-- Opening Marker --

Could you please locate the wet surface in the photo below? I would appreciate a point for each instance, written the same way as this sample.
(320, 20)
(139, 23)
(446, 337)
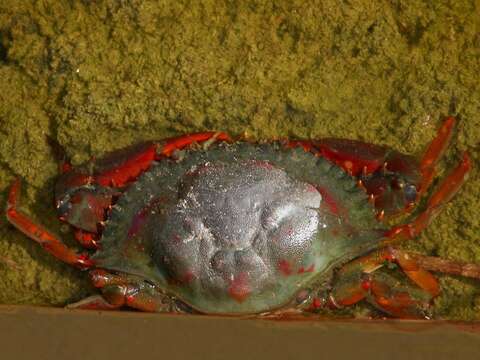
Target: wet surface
(381, 73)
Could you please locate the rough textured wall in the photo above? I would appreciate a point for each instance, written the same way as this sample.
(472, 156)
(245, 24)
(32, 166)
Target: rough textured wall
(95, 76)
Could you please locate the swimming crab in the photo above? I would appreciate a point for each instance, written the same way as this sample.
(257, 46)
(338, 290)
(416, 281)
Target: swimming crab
(206, 224)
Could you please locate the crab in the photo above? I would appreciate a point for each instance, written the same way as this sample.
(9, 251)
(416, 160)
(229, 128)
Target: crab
(205, 224)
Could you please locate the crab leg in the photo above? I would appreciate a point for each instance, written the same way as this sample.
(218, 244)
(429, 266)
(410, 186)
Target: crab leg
(181, 142)
(434, 152)
(120, 290)
(442, 195)
(42, 236)
(358, 280)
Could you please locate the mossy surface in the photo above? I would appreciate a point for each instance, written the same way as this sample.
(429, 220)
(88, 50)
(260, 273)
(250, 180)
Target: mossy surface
(96, 76)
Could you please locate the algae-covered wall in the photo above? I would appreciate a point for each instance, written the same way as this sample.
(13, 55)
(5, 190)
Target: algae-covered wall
(94, 76)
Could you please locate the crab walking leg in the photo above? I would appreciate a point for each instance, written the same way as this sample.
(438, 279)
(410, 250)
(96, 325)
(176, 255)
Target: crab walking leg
(434, 152)
(120, 290)
(358, 280)
(42, 236)
(442, 195)
(437, 264)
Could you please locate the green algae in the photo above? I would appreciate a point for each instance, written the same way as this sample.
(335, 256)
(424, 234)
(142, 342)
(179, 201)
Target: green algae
(96, 76)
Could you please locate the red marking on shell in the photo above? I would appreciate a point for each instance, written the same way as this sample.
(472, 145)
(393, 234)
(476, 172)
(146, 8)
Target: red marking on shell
(188, 276)
(239, 288)
(351, 155)
(307, 270)
(140, 217)
(183, 141)
(316, 303)
(329, 200)
(284, 267)
(129, 170)
(262, 164)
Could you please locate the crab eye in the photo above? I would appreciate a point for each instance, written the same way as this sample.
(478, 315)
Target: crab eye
(410, 192)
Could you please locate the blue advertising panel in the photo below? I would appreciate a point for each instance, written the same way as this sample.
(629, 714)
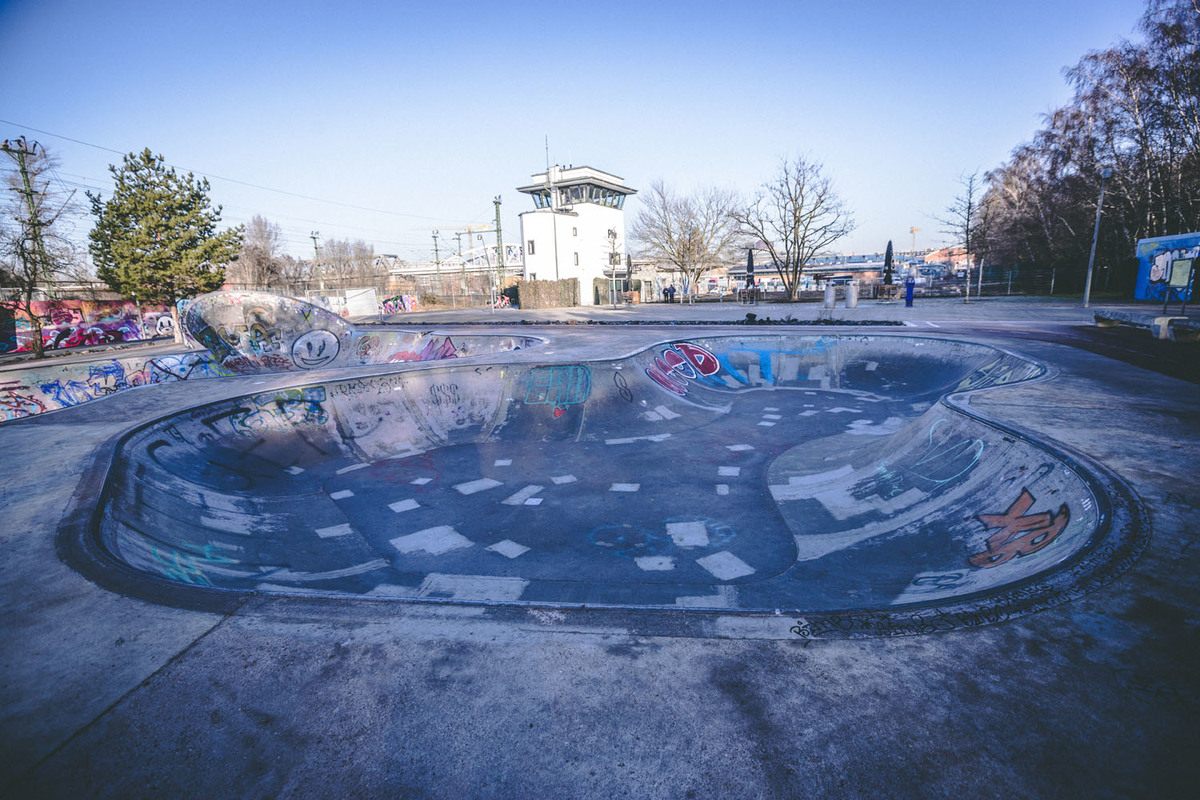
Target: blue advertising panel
(1157, 266)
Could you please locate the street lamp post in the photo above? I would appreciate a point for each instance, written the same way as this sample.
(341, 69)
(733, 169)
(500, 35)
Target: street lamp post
(1105, 174)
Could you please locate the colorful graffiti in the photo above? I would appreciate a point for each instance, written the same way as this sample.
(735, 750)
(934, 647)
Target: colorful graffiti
(78, 323)
(1018, 533)
(679, 364)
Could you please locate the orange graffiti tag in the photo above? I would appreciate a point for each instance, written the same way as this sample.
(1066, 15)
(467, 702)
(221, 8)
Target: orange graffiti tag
(1019, 534)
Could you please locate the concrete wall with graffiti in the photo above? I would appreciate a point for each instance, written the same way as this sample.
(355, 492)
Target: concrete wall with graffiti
(857, 486)
(246, 334)
(75, 323)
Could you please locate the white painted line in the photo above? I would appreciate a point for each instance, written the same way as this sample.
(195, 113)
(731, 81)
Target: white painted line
(655, 563)
(688, 534)
(725, 566)
(472, 487)
(522, 495)
(508, 548)
(435, 541)
(335, 530)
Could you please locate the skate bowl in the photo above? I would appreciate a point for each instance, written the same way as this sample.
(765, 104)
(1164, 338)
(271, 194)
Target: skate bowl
(790, 485)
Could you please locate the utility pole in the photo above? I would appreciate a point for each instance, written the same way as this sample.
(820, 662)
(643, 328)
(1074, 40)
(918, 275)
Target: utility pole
(321, 274)
(499, 245)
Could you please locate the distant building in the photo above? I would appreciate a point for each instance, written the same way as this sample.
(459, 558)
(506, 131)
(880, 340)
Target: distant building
(576, 228)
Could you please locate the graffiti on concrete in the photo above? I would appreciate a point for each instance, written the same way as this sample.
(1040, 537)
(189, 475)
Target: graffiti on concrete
(1019, 533)
(558, 386)
(679, 364)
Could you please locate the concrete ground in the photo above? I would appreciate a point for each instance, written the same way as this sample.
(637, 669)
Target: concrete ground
(103, 695)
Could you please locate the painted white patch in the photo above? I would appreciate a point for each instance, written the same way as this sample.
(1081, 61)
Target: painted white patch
(688, 534)
(508, 548)
(725, 566)
(472, 487)
(472, 587)
(435, 541)
(335, 530)
(655, 563)
(522, 495)
(629, 440)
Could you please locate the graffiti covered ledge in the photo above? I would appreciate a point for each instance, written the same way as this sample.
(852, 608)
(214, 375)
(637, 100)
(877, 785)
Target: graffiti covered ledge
(778, 485)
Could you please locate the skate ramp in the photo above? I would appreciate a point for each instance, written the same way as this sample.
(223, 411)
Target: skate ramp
(820, 477)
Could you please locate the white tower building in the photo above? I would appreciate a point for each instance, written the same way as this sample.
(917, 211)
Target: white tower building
(577, 227)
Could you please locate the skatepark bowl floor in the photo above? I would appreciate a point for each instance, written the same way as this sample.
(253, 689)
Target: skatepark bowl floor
(809, 486)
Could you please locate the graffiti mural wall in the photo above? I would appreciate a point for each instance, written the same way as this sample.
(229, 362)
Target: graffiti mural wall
(75, 323)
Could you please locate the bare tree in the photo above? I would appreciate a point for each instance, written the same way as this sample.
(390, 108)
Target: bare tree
(261, 263)
(693, 234)
(797, 216)
(33, 247)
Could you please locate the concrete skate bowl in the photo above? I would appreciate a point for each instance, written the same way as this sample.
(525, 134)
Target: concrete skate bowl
(775, 486)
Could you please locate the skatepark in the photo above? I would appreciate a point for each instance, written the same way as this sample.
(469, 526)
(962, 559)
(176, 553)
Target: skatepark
(943, 554)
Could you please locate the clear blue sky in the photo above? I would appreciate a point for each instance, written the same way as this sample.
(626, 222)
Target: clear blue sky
(420, 113)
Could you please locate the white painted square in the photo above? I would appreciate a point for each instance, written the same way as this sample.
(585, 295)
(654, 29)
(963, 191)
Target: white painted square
(335, 530)
(472, 487)
(688, 534)
(655, 563)
(725, 566)
(522, 495)
(508, 548)
(435, 541)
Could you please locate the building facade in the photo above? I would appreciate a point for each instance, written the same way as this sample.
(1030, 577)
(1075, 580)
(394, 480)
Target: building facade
(576, 228)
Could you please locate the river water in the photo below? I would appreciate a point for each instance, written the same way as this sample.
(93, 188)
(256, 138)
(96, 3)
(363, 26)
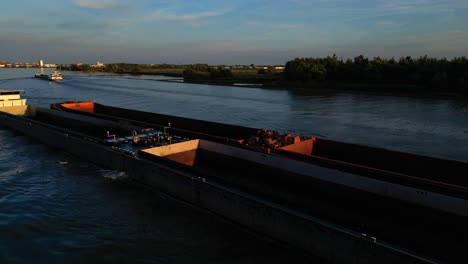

-- Closing Marker --

» Requirement:
Although the records contain pictures, print only the rest, exactly as written.

» Your solution:
Could you please locate the wet surface in the photo below? I would appreciate a point for each instance, written the same way as this sample.
(320, 20)
(139, 23)
(446, 337)
Target: wet surface
(381, 73)
Could you please locate the rough textured wall in the photo above? I would appreciate a point for each instance, written the same way as this sample.
(472, 156)
(245, 24)
(32, 166)
Target: rough textured wall
(95, 76)
Could you please locate the swimming crab in the photo above? I would appreciate a point for each instance, written the same way as this sample.
(257, 46)
(338, 290)
(416, 281)
Target: swimming crab
(206, 224)
Could you please locate the crab in the photo above? I would appreciate a point for each instance, written the same way as this sample.
(9, 251)
(416, 160)
(229, 128)
Target: crab
(205, 224)
Could you please locate the crab leg in the photo above? I would appreciate a point for each instance, written the same way as this sample.
(218, 244)
(429, 266)
(410, 186)
Target: crab leg
(181, 142)
(434, 152)
(120, 290)
(442, 195)
(42, 236)
(358, 280)
Could you please locate the mossy surface in the photo above? I would appreciate a point for each instance, written the same way as this sample.
(429, 220)
(88, 50)
(260, 273)
(250, 180)
Target: mossy surface
(96, 76)
Could you please locate the algae-covered wall in the photo above? I would appreciate a point for each instance, written the same way as this sample.
(13, 55)
(5, 190)
Target: algae-covered wall
(94, 76)
Could you please locate the crab walking leg in the photo above? I would appreciate a point for each instance, written the same way as this sample.
(438, 279)
(410, 250)
(96, 325)
(176, 255)
Target: crab walking leg
(434, 152)
(120, 290)
(358, 280)
(42, 236)
(442, 195)
(437, 264)
Could you please locate the green algae in the photo above? I would appreciate a point for each instance, written the same way as this sample.
(335, 256)
(424, 234)
(142, 342)
(179, 201)
Target: green algae
(96, 76)
Could you please locate the red marking on shell in the photo above? I would appreciate a point for each instance, written the same way as this sample.
(472, 145)
(393, 234)
(476, 172)
(146, 8)
Target: red marking on shell
(188, 276)
(239, 288)
(351, 155)
(307, 270)
(140, 217)
(183, 141)
(316, 303)
(329, 200)
(284, 267)
(129, 170)
(262, 164)
Could you please locate the crab eye in the photo above? I would appreciate a point for each instance, written the same way as this sample.
(478, 315)
Target: crab eye
(410, 192)
Could you please locate the blue advertising panel in the photo below? I would appreciate a point for each instance, written the same way as this sample.
(629, 714)
Target: blue advertising panel
(1157, 266)
Could you please locate the street lamp post in the photo above? I would appreciate a point for each instance, written the same way as this sample.
(341, 69)
(733, 169)
(500, 35)
Target: street lamp post
(1105, 174)
Could you please locate the colorful graffiti in the photo above? I would appreciate a point for each instance, written the same way as this sample.
(735, 750)
(934, 647)
Target: colorful graffiti
(78, 323)
(1018, 533)
(679, 364)
Could you please locate the orange graffiti tag in the photo above? I would appreciate a point for each instance, written the same way as this sample.
(1066, 15)
(467, 702)
(221, 8)
Target: orange graffiti tag
(1019, 534)
Could you please locate the concrete wall with graffiti in the photo above? I would appreciate a point for each instance, written the same way as this sample.
(355, 492)
Target: concrete wall with graffiti
(857, 486)
(246, 334)
(75, 323)
Could you please locate the white painted line in the photo above? I would appreciate a point for each instance, written the same way as this sample.
(195, 113)
(731, 81)
Target: white painted line
(655, 563)
(688, 534)
(725, 566)
(472, 487)
(522, 495)
(508, 548)
(435, 541)
(335, 530)
Could you please locate the skate bowl in the photo above? I would appreciate a point for each instance, written the same way as this sample.
(765, 104)
(1164, 338)
(271, 194)
Target: skate bowl
(790, 485)
Could you please locate the utility pole in the photo above? I would appreciate a point for each instance, written the same way as this sample.
(820, 662)
(643, 328)
(1074, 40)
(918, 275)
Target: utility pole
(321, 274)
(499, 245)
Could you please locate the distant building in the photo above? I would appreciate a point for each instance, written the same way as this sample.
(459, 558)
(506, 131)
(880, 340)
Target: distant building
(576, 228)
Could you please locate the graffiti on concrete in the photo above? I would appreciate a point for each instance, written the same way as this sample.
(1040, 537)
(189, 475)
Target: graffiti on concrete
(1019, 533)
(558, 386)
(679, 364)
Could you please locate the concrete ground in the photo above? I would appreciate a point for each instance, written the same way as this sample.
(637, 669)
Target: concrete ground
(103, 695)
Could you please locate the painted white patch in the photo above? I would appreciate a point for each instance, written the same way as this sample.
(1081, 61)
Target: painted white patch
(688, 534)
(508, 548)
(725, 566)
(472, 487)
(472, 587)
(435, 541)
(335, 530)
(655, 563)
(522, 495)
(629, 440)
Could you please locate the graffiti covered ledge in the photo above? I would appreciate a point for each instance, written the same way as this sample.
(852, 608)
(214, 375)
(637, 100)
(877, 785)
Target: graffiti covered ledge
(778, 485)
Could you please locate the skate ramp in the photo above? I would appreciate a point for each instance, written the same way as this sample.
(223, 411)
Target: skate ramp
(820, 477)
Could you please locate the white tower building in the photo above? I would appreciate a point for each instance, written the same way as this sample.
(917, 211)
Target: white tower building
(577, 227)
Could you please locate the skatepark bowl floor in the photo above? I would appreciate a point for each instance, written the same way as this sample.
(253, 689)
Target: skatepark bowl floor
(809, 486)
Could you please locate the graffiti mural wall in the photo above? I would appreciate a point for each instance, written the same way as this sample.
(229, 362)
Target: graffiti mural wall
(75, 323)
Could you please locate the bare tree in the photo above? I would appreciate a point for each instance, written the same way as this sample.
(390, 108)
Target: bare tree
(261, 263)
(693, 234)
(797, 216)
(33, 247)
Could you please locate the concrete skate bowl in the photo above? I would appreciate a point for each instance, written the same way as this sample.
(525, 134)
Target: concrete skate bowl
(775, 486)
Could you please locate the skatepark in the photo above? I would appreciate a point for each instance, written the same way as this sample.
(469, 526)
(962, 559)
(176, 553)
Target: skatepark
(943, 554)
Could you please locate the clear blue sky in the photo above? I would appreciate a point for each instance, written the same way as this sample.
(626, 222)
Target: clear blue sky
(420, 113)
Could you please locate the white painted square in the photo above? I would appreciate a point for each instance, written the same way as this sample.
(585, 295)
(654, 29)
(963, 191)
Target: white painted square
(335, 530)
(472, 487)
(688, 534)
(655, 563)
(725, 566)
(522, 495)
(508, 548)
(435, 541)
Could you please locate the building facade in the photo above? I would appreciate a point for each instance, written the same way as this sample.
(1030, 577)
(1075, 580)
(394, 480)
Target: building facade
(576, 228)
Could you please locate the river water in the photo below? I would appreciate a point for each instance, written the same way as this sample.
(93, 188)
(256, 138)
(96, 3)
(363, 26)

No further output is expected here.